## OBJECTIVE
From the items below, pull out each line that contains the string "bell".

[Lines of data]
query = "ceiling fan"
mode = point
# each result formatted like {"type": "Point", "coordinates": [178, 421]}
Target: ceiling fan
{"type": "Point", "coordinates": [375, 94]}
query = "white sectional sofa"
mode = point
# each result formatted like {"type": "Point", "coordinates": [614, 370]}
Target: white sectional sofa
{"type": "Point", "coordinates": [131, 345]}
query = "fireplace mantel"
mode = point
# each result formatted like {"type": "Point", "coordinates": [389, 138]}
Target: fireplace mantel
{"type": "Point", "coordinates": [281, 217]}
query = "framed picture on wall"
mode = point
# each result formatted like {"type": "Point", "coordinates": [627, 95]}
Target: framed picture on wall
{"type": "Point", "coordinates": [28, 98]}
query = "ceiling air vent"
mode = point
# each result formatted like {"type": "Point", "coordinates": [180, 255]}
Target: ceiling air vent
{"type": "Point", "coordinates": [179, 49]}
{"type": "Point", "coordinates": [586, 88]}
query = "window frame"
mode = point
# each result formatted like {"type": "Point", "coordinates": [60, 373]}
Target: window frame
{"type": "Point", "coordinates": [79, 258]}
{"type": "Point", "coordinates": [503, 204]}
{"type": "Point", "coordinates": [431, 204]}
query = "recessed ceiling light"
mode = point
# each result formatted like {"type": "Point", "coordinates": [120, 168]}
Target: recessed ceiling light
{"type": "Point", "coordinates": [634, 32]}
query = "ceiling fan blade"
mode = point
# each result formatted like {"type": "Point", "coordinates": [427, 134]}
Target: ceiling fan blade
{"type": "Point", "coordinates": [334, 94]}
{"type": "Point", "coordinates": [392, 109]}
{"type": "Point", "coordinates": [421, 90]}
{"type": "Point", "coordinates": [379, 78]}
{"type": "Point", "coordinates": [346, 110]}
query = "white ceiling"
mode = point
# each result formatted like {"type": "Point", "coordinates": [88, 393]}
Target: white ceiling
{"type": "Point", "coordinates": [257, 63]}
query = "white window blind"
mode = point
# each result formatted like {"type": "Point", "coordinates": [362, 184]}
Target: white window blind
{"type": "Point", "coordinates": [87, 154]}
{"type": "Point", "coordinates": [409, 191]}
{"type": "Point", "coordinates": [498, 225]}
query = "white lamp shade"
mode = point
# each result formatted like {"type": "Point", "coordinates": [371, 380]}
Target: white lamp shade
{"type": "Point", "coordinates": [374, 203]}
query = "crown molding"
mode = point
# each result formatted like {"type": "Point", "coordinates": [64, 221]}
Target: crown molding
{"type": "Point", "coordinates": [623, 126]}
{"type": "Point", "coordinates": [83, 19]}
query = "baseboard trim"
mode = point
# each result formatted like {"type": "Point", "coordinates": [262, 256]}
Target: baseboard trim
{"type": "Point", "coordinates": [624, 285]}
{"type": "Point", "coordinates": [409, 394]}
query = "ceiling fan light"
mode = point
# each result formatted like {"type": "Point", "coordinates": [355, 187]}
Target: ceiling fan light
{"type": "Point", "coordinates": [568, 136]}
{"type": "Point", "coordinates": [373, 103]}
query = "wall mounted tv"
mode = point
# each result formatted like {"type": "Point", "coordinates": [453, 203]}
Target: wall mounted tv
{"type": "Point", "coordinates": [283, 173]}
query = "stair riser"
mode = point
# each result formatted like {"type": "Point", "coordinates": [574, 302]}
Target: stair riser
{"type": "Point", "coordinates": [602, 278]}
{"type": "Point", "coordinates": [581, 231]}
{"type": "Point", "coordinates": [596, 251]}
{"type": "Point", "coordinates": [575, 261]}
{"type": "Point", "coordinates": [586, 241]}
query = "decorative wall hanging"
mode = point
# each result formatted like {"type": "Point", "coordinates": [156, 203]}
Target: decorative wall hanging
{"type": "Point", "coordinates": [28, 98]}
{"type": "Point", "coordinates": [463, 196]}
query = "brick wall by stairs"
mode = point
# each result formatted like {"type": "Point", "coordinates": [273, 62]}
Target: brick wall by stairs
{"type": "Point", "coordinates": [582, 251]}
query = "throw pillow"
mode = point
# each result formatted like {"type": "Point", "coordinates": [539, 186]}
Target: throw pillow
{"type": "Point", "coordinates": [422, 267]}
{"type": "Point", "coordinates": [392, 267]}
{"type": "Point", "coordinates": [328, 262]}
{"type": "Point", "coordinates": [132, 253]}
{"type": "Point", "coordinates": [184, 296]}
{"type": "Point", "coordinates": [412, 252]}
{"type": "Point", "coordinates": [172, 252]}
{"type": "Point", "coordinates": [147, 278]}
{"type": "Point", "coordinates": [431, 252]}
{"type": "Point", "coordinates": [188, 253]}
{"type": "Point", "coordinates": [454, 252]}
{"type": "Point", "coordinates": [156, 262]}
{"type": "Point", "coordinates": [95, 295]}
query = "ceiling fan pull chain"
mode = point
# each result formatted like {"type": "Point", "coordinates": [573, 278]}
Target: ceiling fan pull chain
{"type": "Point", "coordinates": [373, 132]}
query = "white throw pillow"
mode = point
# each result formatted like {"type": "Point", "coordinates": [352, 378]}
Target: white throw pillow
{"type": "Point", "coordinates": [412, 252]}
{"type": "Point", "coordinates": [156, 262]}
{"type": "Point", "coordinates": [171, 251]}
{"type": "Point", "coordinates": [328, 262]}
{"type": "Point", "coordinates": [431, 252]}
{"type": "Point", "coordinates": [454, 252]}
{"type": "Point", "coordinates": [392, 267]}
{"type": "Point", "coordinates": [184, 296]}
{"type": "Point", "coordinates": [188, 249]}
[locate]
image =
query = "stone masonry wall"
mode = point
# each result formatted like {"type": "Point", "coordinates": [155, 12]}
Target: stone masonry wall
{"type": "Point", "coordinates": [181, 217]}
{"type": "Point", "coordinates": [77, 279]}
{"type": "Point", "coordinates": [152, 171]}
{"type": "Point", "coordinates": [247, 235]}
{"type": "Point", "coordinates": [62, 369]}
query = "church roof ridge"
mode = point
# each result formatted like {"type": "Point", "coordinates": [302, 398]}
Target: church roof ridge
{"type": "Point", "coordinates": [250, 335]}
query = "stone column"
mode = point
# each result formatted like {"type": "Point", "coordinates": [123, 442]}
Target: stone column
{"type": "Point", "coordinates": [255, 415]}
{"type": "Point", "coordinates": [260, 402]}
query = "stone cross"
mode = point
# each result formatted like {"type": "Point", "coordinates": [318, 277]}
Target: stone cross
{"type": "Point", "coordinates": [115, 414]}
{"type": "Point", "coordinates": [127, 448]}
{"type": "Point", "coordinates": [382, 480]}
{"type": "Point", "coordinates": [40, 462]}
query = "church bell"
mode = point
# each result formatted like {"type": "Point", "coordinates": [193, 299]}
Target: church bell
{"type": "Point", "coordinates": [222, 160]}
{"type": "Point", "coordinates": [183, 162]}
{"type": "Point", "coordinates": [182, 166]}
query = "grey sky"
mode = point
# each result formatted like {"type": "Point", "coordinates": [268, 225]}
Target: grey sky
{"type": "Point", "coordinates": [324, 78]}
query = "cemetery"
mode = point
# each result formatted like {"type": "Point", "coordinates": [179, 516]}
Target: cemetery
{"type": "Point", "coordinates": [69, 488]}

## RESULT OF THIS EXERCISE
query = "church bell"
Target: church bell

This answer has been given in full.